##### Given passage

This book explains the usage and application of Molecular Quantum Dynamics, the methodology where both the electrons and the nuclei in a molecule are treated with quantum mechanical calculations. This volume of Lecture Notes in Chemistry addresses graduate students and postdocs in the field of theoretical chemistry, as well as postgraduate students, researchers and teachers from neighboring fields, such as quantum physics, biochemistry, biophysics, or anyone else who is interested in this rising method in theoretical chemistry, and who wants to gain experience in the opportunities it can offer. It can also be useful for teachers interested in illustrative examples of time-dependent quantum mechanics as animations of realistic wave packets have been designed to assist in visualization.
Assuming a basic knowledge about quantum mechanics, the authors link their explanations to recent experimental investigations where Molecular Quantum Dynamics proved successful and necessary for the understanding of the experimental results. Examples including reactive scattering, photochemistry, tunneling, femto- and attosecond chemistry and spectroscopy, cold chemistry or crossed-beam experiments illustrate the power of the method. The book restricts complicated formalism to the necessary and in a self-contained and clearly explained way, offering the reader an introduction to, and instructions for, practical exercises. Continuative explanation and math are optionally supplemented for the interested reader.
The reader learns how to apply example simulations with the MCTDH program package (Multi Configuration Time Dependent Hartree calculations). Readers can thus obtain the tools to run their own simulations and apply them to their problems. Selected scripts and program code from the examples are made available as supplementary material.
This book bridges the gap between the existing textbooks on fundamental theoretical chemistry and research monographs focusing on sophisticated applications. It is a must-read for everyone who wants to gain a sound understanding of Molecular Quantum Dynamics simulations and to obtain basic experience in running their own simulations.
Fabien Gatti (Montpellier, France) has a background in chemistry and theoretical quantum physics. He has experience in teaching the foundations of quantum mechanics to chemistry students at the bachelor level, advanced quantum mechanics and molecular quantum dynamics to physics and chemistry students at masters level. Gatti often organizes courses on molecular quantum dynamics in summer schools for PhD students, postdocs and researchers, including practical computer lab sessions, where the participants learn to run their own simulations with the Multi Configuration Time Dependent Hartree program package (MCTDH).
Fabien Gatti it the editor of successful books about Molecular Quantum Dynamics and the MCTDH package, for specialists as well as for practitioners. His latest book "Molecular Quantum Dynamics: From Theory to Applications" is published in Springer's series "Physical Chemistry in Action" and illustrates the power of this method for actual problems in modern physical-chemical research, containing contributions and examples by the world renowned experts.
Benjamin Lasorne is a collaborator with Fabien Gatti in Montpellier. He has a strong background in physical and theoretical chemistry and teaches theoretical chemistry to bachelor and master's students in chemistry, as well as theoretical photochemistry using molecular quantum dynamics in summer schools.

##########
##### Material supplied

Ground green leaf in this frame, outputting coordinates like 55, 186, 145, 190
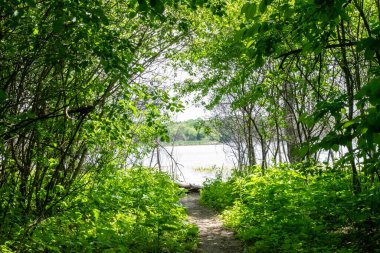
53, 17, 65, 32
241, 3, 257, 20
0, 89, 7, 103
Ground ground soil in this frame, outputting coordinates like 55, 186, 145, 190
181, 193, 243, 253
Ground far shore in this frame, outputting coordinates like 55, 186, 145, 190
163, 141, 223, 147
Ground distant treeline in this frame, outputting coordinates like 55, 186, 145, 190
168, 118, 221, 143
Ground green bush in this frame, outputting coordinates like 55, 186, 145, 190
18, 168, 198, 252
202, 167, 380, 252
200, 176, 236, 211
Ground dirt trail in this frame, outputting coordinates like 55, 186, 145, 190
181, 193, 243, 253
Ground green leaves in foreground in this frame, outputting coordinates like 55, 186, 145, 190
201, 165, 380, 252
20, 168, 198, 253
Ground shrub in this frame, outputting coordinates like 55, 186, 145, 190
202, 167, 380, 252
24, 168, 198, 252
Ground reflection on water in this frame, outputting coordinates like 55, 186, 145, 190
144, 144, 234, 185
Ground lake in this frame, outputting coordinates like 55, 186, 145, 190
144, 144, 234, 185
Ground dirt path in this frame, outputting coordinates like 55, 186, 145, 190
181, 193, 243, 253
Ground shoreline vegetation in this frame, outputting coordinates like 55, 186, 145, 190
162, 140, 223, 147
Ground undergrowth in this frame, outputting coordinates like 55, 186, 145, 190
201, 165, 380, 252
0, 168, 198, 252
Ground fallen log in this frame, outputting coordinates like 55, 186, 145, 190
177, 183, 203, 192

##########
##### Material supplied

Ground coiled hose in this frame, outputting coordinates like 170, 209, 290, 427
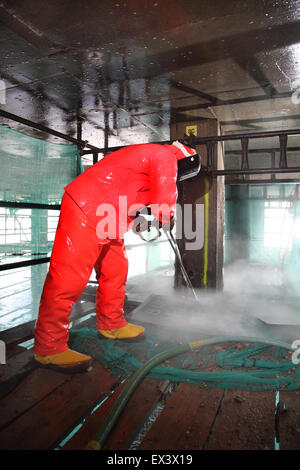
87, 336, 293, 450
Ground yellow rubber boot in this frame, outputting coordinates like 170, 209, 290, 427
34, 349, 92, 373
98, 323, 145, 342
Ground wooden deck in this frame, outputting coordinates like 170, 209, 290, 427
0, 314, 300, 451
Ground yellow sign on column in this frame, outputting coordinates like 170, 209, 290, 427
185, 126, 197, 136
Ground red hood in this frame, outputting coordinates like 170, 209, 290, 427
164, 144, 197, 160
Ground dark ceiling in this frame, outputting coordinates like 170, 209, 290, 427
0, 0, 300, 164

##########

▶ [Problem A]: According to the book description, which program package does the reader use to run example simulations?
▶ [Problem B]: Reproduce the portion of the book description starting at "Fabien Gatti it" and ending at "world renowned experts.".
The items come from a separate source unrelated to the book description.

▶ [Task output A]: The MCTDH (Multi Configuration Time Dependent Hartree) program package.

▶ [Task output B]:
Fabien Gatti it the editor of successful books about Molecular Quantum Dynamics and the MCTDH package, for specialists as well as for practitioners. His latest book "Molecular Quantum Dynamics: From Theory to Applications" is published in Springer's series "Physical Chemistry in Action" and illustrates the power of this method for actual problems in modern physical-chemical research, containing contributions and examples by the world renowned experts.